DATA LINES
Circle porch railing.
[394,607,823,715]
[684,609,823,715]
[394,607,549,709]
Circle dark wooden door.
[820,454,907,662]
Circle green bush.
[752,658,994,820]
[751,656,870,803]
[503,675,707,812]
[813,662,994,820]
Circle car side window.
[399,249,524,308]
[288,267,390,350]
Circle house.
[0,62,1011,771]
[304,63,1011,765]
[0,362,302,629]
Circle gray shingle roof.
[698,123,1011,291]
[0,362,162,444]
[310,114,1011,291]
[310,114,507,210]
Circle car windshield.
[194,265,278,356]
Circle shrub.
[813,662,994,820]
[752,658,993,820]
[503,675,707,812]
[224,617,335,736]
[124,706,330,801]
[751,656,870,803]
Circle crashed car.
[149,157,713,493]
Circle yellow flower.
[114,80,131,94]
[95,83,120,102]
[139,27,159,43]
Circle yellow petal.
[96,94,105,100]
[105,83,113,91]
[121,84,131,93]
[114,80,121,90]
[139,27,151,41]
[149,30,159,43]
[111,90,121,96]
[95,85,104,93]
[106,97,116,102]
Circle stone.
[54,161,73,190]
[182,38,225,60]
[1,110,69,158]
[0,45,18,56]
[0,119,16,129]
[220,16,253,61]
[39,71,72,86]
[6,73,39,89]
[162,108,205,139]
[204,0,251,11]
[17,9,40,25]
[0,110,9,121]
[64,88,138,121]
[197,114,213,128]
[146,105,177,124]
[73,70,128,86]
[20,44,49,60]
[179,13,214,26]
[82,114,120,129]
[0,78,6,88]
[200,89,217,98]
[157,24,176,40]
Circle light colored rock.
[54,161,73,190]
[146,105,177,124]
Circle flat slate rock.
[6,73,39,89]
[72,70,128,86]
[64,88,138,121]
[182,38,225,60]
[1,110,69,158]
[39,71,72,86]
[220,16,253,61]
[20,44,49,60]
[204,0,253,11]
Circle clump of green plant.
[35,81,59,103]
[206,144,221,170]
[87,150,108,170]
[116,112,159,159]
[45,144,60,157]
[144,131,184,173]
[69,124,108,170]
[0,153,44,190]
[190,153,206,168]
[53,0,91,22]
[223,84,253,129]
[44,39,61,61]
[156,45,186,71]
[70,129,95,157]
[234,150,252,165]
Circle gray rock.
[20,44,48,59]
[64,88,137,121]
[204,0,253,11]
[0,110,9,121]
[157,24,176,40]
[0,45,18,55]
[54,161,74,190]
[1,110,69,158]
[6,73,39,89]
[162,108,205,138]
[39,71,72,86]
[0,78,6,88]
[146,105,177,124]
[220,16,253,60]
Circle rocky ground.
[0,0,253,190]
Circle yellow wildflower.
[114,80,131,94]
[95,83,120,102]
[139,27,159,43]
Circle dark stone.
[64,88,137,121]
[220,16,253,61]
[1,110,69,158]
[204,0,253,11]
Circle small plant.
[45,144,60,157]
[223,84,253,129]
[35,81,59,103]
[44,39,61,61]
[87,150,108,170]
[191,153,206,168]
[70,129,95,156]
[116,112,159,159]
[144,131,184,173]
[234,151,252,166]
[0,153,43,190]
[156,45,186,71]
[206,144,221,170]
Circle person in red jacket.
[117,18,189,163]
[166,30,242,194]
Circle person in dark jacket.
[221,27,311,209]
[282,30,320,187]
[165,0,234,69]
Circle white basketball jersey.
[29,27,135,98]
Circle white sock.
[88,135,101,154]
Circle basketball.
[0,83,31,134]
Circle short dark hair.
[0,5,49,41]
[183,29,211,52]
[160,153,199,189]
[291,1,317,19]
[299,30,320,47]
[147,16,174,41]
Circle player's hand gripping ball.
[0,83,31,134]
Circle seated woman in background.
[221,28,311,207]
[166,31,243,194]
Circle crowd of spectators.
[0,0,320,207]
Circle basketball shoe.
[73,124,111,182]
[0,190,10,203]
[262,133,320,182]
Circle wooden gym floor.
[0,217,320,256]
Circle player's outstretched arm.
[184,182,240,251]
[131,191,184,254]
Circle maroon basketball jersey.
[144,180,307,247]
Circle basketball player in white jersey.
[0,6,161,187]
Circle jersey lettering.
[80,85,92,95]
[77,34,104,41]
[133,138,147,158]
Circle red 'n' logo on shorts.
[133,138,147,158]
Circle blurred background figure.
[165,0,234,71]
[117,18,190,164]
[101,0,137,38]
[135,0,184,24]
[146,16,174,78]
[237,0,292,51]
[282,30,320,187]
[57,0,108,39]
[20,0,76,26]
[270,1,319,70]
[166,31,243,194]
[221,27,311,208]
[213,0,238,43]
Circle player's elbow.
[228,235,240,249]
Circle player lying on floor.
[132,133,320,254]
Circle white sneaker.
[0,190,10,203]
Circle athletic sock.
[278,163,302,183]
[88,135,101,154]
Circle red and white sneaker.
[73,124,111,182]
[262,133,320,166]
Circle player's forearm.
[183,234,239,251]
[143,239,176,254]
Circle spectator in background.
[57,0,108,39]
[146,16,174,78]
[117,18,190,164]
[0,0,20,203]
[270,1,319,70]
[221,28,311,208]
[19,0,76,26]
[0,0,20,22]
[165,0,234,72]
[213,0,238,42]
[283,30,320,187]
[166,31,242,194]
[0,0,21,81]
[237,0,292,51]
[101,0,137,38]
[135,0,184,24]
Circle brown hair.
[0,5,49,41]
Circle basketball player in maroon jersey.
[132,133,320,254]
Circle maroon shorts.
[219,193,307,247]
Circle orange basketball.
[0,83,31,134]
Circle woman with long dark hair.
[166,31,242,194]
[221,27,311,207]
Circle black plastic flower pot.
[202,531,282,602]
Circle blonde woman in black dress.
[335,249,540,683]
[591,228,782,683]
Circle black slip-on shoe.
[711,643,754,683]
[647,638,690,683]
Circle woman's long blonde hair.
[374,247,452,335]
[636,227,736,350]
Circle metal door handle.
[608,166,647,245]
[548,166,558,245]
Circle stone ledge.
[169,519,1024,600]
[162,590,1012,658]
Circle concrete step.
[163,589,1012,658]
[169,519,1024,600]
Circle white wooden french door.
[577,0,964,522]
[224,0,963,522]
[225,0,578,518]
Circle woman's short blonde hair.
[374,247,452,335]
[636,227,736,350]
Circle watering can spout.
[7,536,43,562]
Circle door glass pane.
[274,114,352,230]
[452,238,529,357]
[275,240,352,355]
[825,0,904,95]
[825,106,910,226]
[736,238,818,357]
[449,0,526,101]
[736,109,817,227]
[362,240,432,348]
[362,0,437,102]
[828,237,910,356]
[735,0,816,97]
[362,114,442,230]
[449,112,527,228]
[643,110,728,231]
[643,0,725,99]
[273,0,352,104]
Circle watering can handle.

WHAT IS EXPECTED
Rename "Circle" to "Outline" throughout all the rows above, then write out every row again with nothing else changed.

EXPECTED ANSWER
Outline porch railing.
[394,607,823,715]
[684,609,823,715]
[394,607,549,709]
Outline dark wooden door.
[820,454,907,662]
Outline green bush.
[752,658,994,820]
[751,656,870,803]
[503,675,707,812]
[813,662,994,820]
Outline car side window.
[399,249,524,308]
[288,267,390,350]
Outline house.
[0,62,1011,771]
[304,63,1011,765]
[0,362,302,629]
Outline gray shingle roof.
[698,123,1011,291]
[0,362,162,444]
[310,114,1011,291]
[310,114,507,210]
Outline car windshield.
[194,265,278,356]
Outline shrub.
[813,662,994,820]
[752,658,993,820]
[503,675,707,812]
[224,617,335,736]
[124,706,330,801]
[751,656,870,803]
Outline crashed car.
[149,157,713,493]
Outline yellow flower.
[114,80,131,94]
[95,83,120,102]
[139,27,159,43]
Outline yellow petal.
[96,94,105,100]
[105,83,113,91]
[121,84,131,93]
[114,80,121,90]
[139,27,151,41]
[149,30,159,43]
[111,90,121,96]
[95,85,104,93]
[106,97,116,102]
Outline stone.
[54,161,73,190]
[182,38,225,60]
[1,110,69,158]
[0,45,18,56]
[0,119,16,129]
[220,16,253,61]
[39,71,72,86]
[6,73,39,89]
[162,108,205,139]
[204,0,251,11]
[17,9,40,25]
[0,110,9,121]
[64,88,138,121]
[197,114,213,128]
[146,105,177,124]
[73,70,128,86]
[20,44,49,60]
[179,13,214,26]
[82,114,120,129]
[0,78,6,88]
[200,89,217,98]
[157,24,176,40]
Outline light colored rock.
[54,161,73,190]
[146,105,177,124]
Outline flat slate rock.
[6,73,39,89]
[72,70,128,86]
[64,88,138,121]
[182,38,225,60]
[1,110,69,158]
[39,71,72,86]
[220,16,253,61]
[20,44,49,60]
[204,0,253,11]
Outline clump of green plant.
[35,81,59,103]
[206,144,221,170]
[87,150,108,170]
[116,112,159,159]
[45,144,60,157]
[144,131,184,173]
[69,124,108,170]
[0,153,44,190]
[190,153,206,168]
[53,0,91,22]
[223,84,253,129]
[44,39,61,61]
[156,45,186,71]
[70,129,95,157]
[234,150,252,165]
Outline gray rock.
[20,44,48,59]
[64,88,137,121]
[204,0,253,11]
[0,110,9,121]
[157,24,176,40]
[0,45,18,55]
[54,161,74,190]
[1,110,69,158]
[6,73,39,89]
[162,108,205,138]
[39,71,72,86]
[0,78,6,88]
[146,105,177,124]
[220,16,253,60]
Outline rocky ground.
[0,0,253,190]
Outline yellow wildflower.
[114,80,131,94]
[95,83,120,102]
[139,27,159,43]
Outline dark stone.
[64,88,137,121]
[220,16,253,61]
[1,110,69,158]
[204,0,253,11]
Outline small plant.
[45,144,60,157]
[223,84,253,129]
[35,81,59,103]
[44,39,61,61]
[87,150,108,170]
[191,153,206,168]
[70,129,95,156]
[116,112,159,159]
[144,131,184,173]
[234,151,252,166]
[0,153,43,190]
[156,45,186,71]
[206,144,221,170]
Outline person in red jacket.
[117,18,189,163]
[166,30,242,194]
Outline person in dark jacket.
[221,27,311,209]
[282,30,320,187]
[165,0,234,69]
Outline white basketball jersey.
[29,27,135,98]
Outline white sock.
[88,135,101,154]
Outline basketball.
[0,83,31,134]
Outline short dark hair.
[0,5,49,41]
[183,29,211,52]
[160,153,199,189]
[291,1,317,19]
[299,30,320,47]
[147,16,174,41]
Outline player's hand gripping ball.
[0,83,31,134]
Outline seated woman in background.
[221,28,311,207]
[166,31,243,194]
Outline crowd of spectators.
[0,0,320,207]
Outline basketball shoe.
[73,124,111,182]
[0,190,10,203]
[262,133,320,182]
Outline wooden gym floor.
[0,217,320,256]
Outline player's outstretched arm.
[184,182,240,251]
[131,191,184,254]
Outline maroon basketball jersey.
[144,180,307,247]
Outline basketball player in white jersey.
[0,6,161,187]
Outline jersey lettering.
[80,85,92,95]
[77,34,104,41]
[133,138,147,158]
Outline red 'n' logo on shorts.
[133,138,147,158]
Outline blurred background figure.
[165,0,234,71]
[117,18,190,164]
[101,0,137,38]
[135,0,184,24]
[146,16,174,78]
[237,0,292,51]
[282,30,320,187]
[57,0,108,39]
[20,0,76,26]
[270,1,319,70]
[166,31,243,194]
[221,27,311,208]
[213,0,238,43]
Outline player's elbow.
[228,235,240,249]
Outline player lying on floor.
[132,133,320,254]
Outline white sneaker.
[0,190,10,203]
Outline athletic sock.
[278,163,302,183]
[88,135,101,154]
Outline red and white sneaker.
[73,124,111,182]
[262,133,320,166]
Outline player's forearm.
[183,234,239,251]
[143,239,176,254]
Outline spectator in background.
[57,0,108,39]
[146,16,174,78]
[117,18,190,164]
[0,0,20,203]
[270,1,319,70]
[221,28,311,208]
[19,0,76,26]
[0,0,20,22]
[165,0,234,72]
[213,0,238,42]
[283,30,320,187]
[166,31,242,194]
[0,0,21,81]
[237,0,292,51]
[101,0,137,38]
[135,0,184,24]
Outline brown hair.
[0,5,49,41]
Outline basketball player in maroon jersey.
[132,133,320,254]
Outline maroon shorts.
[219,193,307,247]
Outline orange basketball.
[0,83,31,134]
Outline woman with long dark hair.
[166,31,242,194]
[221,27,311,207]
Outline black plastic flower pot.
[202,531,282,602]
Outline blonde woman in black dress.
[335,249,540,683]
[591,228,782,683]
Outline black slip-on shoe.
[711,643,754,683]
[647,638,690,683]
Outline woman's long blonde hair.
[374,247,452,335]
[636,227,736,350]
Outline metal door handle.
[608,166,647,245]
[548,166,558,245]
Outline stone ledge.
[169,519,1024,600]
[162,590,1012,658]
Outline concrete step.
[163,589,1012,658]
[169,519,1024,600]
Outline white wooden french door.
[577,0,964,522]
[224,0,963,522]
[225,0,578,518]
Outline woman's short blonde hair.
[374,247,452,335]
[636,227,736,350]
Outline watering can spout.
[7,536,43,562]
Outline door glass pane.
[274,114,352,230]
[452,238,529,357]
[275,240,352,355]
[825,0,904,95]
[825,106,910,226]
[736,238,818,357]
[449,0,526,101]
[736,109,817,227]
[362,240,432,348]
[362,0,437,102]
[828,237,910,356]
[735,0,816,97]
[362,114,442,230]
[449,112,527,228]
[643,110,728,231]
[643,0,725,99]
[273,0,352,104]
Outline watering can handle.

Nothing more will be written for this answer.